## EXERCISE
Write out exactly the lines from the one containing "positive clicks: (298, 221) (289, 211)" through the last line of the records below, including both.
————
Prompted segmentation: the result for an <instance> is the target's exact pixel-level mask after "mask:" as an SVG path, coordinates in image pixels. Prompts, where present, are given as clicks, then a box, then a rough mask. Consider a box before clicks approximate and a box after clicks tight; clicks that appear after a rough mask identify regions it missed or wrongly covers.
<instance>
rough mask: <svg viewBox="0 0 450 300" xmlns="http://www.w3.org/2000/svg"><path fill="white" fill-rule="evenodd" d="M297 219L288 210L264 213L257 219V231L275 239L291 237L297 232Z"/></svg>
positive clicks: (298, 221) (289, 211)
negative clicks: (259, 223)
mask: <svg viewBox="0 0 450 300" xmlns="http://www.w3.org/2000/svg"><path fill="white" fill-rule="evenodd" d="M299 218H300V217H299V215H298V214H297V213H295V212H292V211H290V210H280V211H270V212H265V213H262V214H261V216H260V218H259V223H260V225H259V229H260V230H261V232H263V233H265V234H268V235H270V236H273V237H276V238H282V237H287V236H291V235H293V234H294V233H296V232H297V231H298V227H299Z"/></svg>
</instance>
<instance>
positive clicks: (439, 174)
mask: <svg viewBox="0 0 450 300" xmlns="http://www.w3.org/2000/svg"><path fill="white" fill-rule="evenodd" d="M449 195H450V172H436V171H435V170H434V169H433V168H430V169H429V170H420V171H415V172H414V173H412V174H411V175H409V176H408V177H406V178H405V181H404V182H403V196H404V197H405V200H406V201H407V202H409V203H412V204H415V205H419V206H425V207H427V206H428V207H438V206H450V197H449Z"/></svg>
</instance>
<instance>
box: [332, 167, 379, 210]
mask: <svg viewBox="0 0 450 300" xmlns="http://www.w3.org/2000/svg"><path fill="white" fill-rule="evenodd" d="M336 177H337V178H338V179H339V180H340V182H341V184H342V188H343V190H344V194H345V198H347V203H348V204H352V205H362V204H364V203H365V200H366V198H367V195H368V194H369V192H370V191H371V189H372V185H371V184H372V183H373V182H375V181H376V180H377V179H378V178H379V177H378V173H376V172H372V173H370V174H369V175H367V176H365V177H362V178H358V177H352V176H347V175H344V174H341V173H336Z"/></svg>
————
## EXERCISE OUTPUT
positive clicks: (298, 221) (289, 211)
negative clicks: (259, 223)
mask: <svg viewBox="0 0 450 300" xmlns="http://www.w3.org/2000/svg"><path fill="white" fill-rule="evenodd" d="M299 218H300V217H299V215H298V214H297V213H295V212H292V211H290V210H280V211H270V212H265V213H262V214H261V216H260V218H259V223H260V225H259V229H260V230H261V232H263V233H265V234H268V235H270V236H273V237H276V238H282V237H287V236H291V235H293V234H294V233H296V232H297V231H298V227H299Z"/></svg>
</instance>
<instance>
positive clicks: (439, 174)
mask: <svg viewBox="0 0 450 300" xmlns="http://www.w3.org/2000/svg"><path fill="white" fill-rule="evenodd" d="M449 195H450V172H436V171H435V170H434V169H433V168H430V169H429V170H420V171H415V172H414V173H412V174H411V175H409V176H408V177H406V178H405V181H404V182H403V196H404V197H405V200H406V201H407V202H409V203H412V204H415V205H419V206H425V207H427V206H428V207H438V206H450V197H449Z"/></svg>
</instance>
<instance>
box: [332, 167, 379, 210]
mask: <svg viewBox="0 0 450 300" xmlns="http://www.w3.org/2000/svg"><path fill="white" fill-rule="evenodd" d="M336 177H337V178H338V179H339V180H340V182H341V184H342V188H343V190H344V194H345V198H347V203H348V204H352V205H362V204H364V203H365V200H366V198H367V195H368V194H369V192H370V191H371V189H372V185H371V184H372V183H373V182H375V181H376V180H377V179H378V178H379V177H378V173H376V172H372V173H370V174H369V175H367V176H365V177H362V178H358V177H352V176H347V175H344V174H341V173H336Z"/></svg>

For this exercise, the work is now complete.